Die Haushaltsabgabe als Wahlhilfe

Die Story nahm mit der Einführung der Haushaltsabgabe ihren Lauf – d.h. eigentlich schon früher. Meine Lebensgefährtin und ich übernahmen vor mehreren Jahren die Wohnung meiner Mutter in einem Wiener Altbau. Mit der Einführung der Haushaltsabgabe im vergangenen Jahr erhielten meine Mutter und meine Lebensgefährtin – die bisherige GIS-Zahlerin unter uns beiden – jeweils eine Vorschreibung zur Entrichtung des ORF-Beitrags für die Wiener Wohnung. Wir schätzen zwar alle die Arbeit des ORF, zwei Beiträge für denselben Haushalt wollen wir allerdings nicht zahlen, weswegen wir eine entsprechende Mail an die OBS schickten.
Seither werden wir von der OBS im Kreis geschickt. Informationen, welche wir an die OBS senden, werden ignoriert. Kontaktversuche mit der Hotline – so man sie erreicht – bringen keine Lösung. Stattdessen erhält meine Mutter weiterhin Zahlungsaufforderungen mit Mahngebühren, Anwaltsschreiben und Drohung mit dem KSV. Im vergangenen Jahr waren wir, so scheint es, Opfer der typischen Wohnungszusammenlegungen in Wiener Altbauten. Da sich damit leicht unterschiedliche Meldeadressen ergeben hatten, sei die OBS auch von zwei unterschiedlichen Haushalten ausgegangen.

Datenzeilen:
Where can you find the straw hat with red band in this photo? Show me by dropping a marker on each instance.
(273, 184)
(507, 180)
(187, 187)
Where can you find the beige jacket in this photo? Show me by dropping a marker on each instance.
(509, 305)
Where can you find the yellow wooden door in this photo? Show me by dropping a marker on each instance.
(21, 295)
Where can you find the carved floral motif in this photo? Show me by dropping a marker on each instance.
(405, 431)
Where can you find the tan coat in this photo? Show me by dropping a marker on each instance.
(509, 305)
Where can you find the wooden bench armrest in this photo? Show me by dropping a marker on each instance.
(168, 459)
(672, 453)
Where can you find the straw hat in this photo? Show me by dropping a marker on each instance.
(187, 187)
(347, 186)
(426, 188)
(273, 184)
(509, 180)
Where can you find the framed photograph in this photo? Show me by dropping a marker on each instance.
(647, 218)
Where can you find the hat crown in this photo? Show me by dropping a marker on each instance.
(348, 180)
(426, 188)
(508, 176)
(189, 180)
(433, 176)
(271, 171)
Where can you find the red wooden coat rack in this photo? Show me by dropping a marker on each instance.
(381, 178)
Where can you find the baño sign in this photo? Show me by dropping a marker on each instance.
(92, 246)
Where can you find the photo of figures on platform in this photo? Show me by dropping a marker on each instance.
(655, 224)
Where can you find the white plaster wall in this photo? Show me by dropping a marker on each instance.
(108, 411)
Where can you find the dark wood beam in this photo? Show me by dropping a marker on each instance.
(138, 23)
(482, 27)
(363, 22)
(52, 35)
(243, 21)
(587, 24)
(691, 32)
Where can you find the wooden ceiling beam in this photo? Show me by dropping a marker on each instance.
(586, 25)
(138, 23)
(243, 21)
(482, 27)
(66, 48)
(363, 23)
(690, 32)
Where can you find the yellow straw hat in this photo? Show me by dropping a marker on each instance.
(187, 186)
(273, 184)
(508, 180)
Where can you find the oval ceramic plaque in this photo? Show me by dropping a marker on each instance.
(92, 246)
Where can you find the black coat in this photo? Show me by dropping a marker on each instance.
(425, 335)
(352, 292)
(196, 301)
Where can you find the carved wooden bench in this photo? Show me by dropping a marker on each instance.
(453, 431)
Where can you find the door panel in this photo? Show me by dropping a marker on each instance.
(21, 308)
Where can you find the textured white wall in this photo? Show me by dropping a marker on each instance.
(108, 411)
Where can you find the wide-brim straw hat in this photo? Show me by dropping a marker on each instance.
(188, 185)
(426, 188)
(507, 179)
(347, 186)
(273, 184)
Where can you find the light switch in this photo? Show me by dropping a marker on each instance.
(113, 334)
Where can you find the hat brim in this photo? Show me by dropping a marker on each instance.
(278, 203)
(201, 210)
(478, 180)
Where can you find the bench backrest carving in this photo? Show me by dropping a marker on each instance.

--

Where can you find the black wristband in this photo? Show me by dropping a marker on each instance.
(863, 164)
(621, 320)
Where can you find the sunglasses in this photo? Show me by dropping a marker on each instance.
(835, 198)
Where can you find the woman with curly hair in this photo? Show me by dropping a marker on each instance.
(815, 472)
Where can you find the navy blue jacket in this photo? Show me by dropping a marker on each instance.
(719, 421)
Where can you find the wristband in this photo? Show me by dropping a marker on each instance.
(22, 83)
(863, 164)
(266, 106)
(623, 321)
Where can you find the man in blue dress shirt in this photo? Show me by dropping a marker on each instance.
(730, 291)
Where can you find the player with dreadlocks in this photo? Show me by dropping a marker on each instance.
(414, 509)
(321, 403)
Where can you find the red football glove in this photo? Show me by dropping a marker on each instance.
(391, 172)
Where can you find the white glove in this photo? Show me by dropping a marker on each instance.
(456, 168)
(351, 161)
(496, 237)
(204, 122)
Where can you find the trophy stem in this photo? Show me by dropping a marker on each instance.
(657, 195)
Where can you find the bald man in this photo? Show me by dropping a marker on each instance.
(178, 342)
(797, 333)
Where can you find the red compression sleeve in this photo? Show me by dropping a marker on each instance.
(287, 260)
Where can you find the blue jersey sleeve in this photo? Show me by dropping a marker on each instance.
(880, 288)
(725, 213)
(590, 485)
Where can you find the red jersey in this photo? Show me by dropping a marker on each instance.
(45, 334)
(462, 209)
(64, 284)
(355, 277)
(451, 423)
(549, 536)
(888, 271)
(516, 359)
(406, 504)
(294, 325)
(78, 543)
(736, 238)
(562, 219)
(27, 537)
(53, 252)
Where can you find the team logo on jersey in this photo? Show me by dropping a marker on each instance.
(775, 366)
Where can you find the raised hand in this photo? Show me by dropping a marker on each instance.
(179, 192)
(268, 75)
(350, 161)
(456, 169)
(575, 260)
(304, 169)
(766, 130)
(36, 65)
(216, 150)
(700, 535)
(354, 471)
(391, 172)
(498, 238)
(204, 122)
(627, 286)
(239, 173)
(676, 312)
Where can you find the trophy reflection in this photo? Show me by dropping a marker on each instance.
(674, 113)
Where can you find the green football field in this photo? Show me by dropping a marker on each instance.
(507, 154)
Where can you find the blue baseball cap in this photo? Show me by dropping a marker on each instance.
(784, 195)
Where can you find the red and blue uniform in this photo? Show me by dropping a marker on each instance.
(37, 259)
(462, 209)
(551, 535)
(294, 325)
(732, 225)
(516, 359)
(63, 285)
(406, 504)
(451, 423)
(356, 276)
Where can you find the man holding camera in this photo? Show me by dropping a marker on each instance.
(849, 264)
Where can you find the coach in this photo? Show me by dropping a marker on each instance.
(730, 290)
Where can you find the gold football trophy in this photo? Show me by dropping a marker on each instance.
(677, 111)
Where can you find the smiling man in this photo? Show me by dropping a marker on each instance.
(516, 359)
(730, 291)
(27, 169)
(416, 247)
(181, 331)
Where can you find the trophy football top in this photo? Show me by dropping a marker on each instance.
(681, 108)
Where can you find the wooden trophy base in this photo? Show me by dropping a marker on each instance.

Zielsetzung A:
Schreiben Sie den Abschnitt aus dem Text zur Haushaltsabgabe von „Die Story nahm“ bis „die OBS schickten.“ wortgetreu ab.
Zielsetzung B:
Geben Sie den Abschnitt der Auflistung von der Zeile mit „Where can you find the dark“ bis zur Zeile mit „Where can you find the bench“, beide eingeschlossen, unverändert wieder.
Der Text zur Haushaltsabgabe und die Auflistung sind voneinander unabhängiges Material.

Vollständige Antwort A:
Die Story nahm mit der Einführung der Haushaltsabgabe ihren Lauf – d.h. eigentlich schon früher. Meine Lebensgefährtin und ich übernahmen vor mehreren Jahren die Wohnung meiner Mutter in einem Wiener Altbau. Mit der Einführung der Haushaltsabgabe im vergangenen Jahr erhielten meine Mutter und meine Lebensgefährtin – die bisherige GIS-Zahlerin unter uns beiden – jeweils eine Vorschreibung zur Entrichtung des ORF-Beitrags für die Wiener Wohnung. Wir schätzen zwar alle die Arbeit des ORF, zwei Beiträge für denselben Haushalt wollen wir allerdings nicht zahlen, weswegen wir eine entsprechende Mail an die OBS schickten.

Vollständige Antwort B:
Where can you find the dark wood beam in this photo? Show me by dropping a marker on each instance.
(138, 23)
(482, 27)
(363, 22)
(52, 35)
(243, 21)
(587, 24)
(691, 32)
Where can you find the wooden ceiling beam in this photo? Show me by dropping a marker on each instance.
(586, 25)
(138, 23)
(243, 21)
(482, 27)
(66, 48)
(363, 23)
(690, 32)
Where can you find the yellow straw hat in this photo? Show me by dropping a marker on each instance.
(187, 186)
(273, 184)
(508, 180)
Where can you find the oval ceramic plaque in this photo? Show me by dropping a marker on each instance.
(92, 246)
Where can you find the black coat in this photo? Show me by dropping a marker on each instance.
(425, 335)
(352, 292)
(196, 301)
Where can you find the carved wooden bench in this photo? Show me by dropping a marker on each instance.
(453, 431)
Where can you find the door panel in this photo? Show me by dropping a marker on each instance.
(21, 308)
Where can you find the textured white wall in this photo? Show me by dropping a marker on each instance.
(108, 411)
Where can you find the wide-brim straw hat in this photo? Show me by dropping a marker on each instance.
(188, 185)
(426, 188)
(507, 179)
(347, 186)
(273, 184)
Where can you find the light switch in this photo? Show me by dropping a marker on each instance.
(113, 334)
Where can you find the hat brim in this photo? Show me by dropping a marker on each instance.
(278, 203)
(201, 210)
(478, 180)
Where can you find the bench backrest carving in this photo? Show me by dropping a marker on each instance.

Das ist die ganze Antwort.